--- Task brief ---
Please repeat only the stretch of records running from the first line through the line that contains "[[1008, 597]]".

↓

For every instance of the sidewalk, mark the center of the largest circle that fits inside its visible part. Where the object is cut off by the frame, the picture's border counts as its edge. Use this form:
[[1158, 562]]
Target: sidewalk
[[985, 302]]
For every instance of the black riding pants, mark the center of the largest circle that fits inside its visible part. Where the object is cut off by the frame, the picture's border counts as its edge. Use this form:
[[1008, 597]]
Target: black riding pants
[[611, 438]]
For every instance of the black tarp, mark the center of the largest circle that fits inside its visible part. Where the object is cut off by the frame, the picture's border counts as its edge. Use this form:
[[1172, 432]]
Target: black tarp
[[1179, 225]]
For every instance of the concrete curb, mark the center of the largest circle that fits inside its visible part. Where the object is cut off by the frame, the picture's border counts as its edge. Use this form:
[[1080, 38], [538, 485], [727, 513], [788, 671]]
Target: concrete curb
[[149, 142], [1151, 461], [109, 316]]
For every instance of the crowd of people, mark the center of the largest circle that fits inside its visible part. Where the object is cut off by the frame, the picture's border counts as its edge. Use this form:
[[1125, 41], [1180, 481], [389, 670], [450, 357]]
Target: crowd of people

↑

--- Answer to the exercise ---
For every instance of the sidewalk, mark the center of the largest circle that fits inside its visible part. Where the object is cut off by the frame, the picture's border counts as its edge. Use this form:
[[1158, 562]]
Target: sidewalk
[[985, 302]]
For every instance of the black riding pants, mark the center of the largest circle that fits inside its visible part. Where the object is cut off by the frame, the picture's border counts as its edge. Use this form:
[[1008, 597]]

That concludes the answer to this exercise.